• **Written request**
Reproduce the material below with each occurrence of "cypress tree" switched to "pine tree", leaving everything else unchanged and omitting the pictures.

• **Records provided**

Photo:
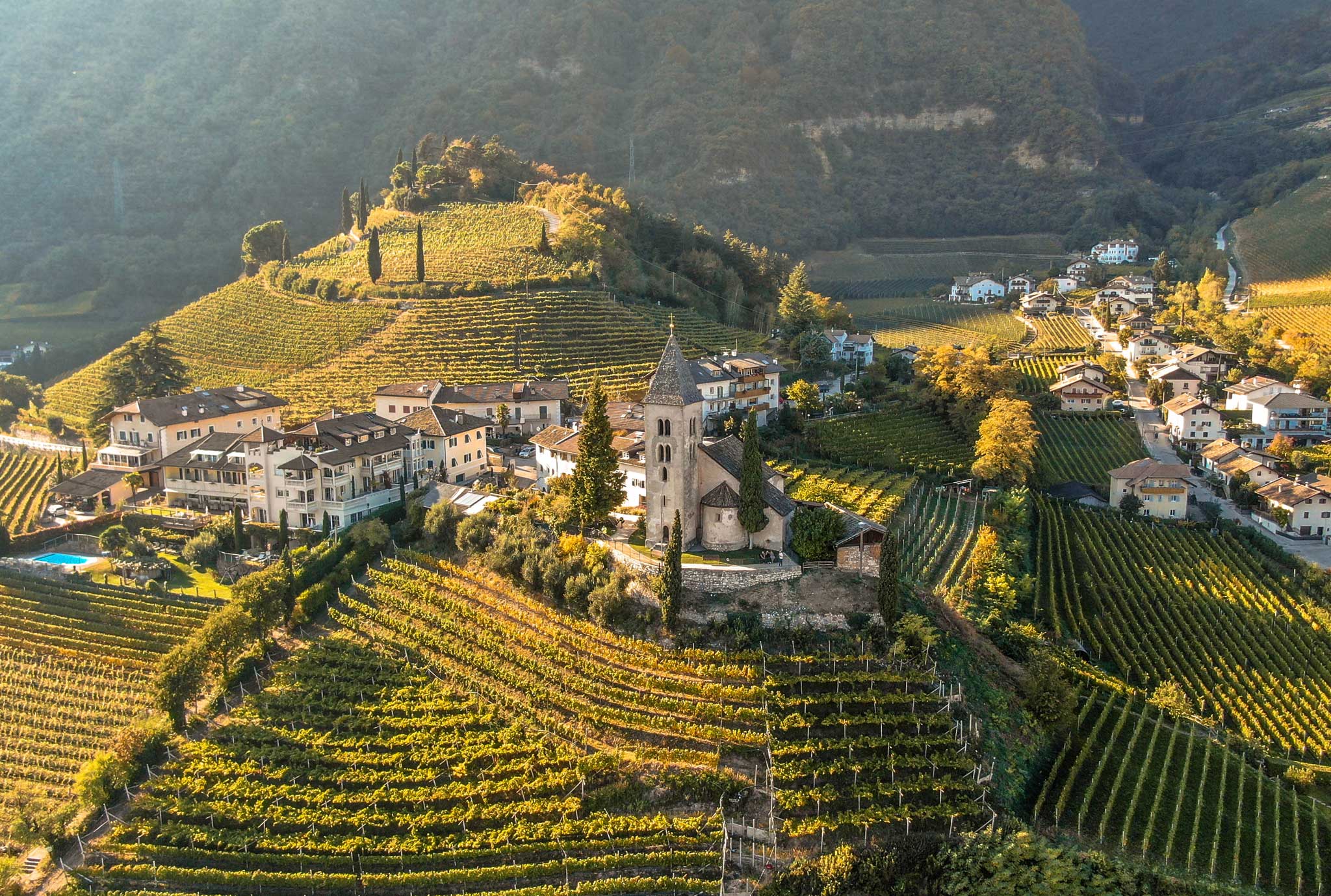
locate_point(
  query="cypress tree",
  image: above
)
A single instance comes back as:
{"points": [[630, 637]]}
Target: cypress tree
{"points": [[673, 576], [890, 570], [372, 257], [420, 255], [237, 529], [598, 483], [753, 517]]}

• **Answer in full**
Photo:
locate_point(
  query="pine tree",
  image: above
)
A single instance comes back as:
{"points": [[630, 637]]}
Target: pine tree
{"points": [[673, 576], [890, 570], [372, 257], [420, 255], [237, 529], [598, 483], [753, 517]]}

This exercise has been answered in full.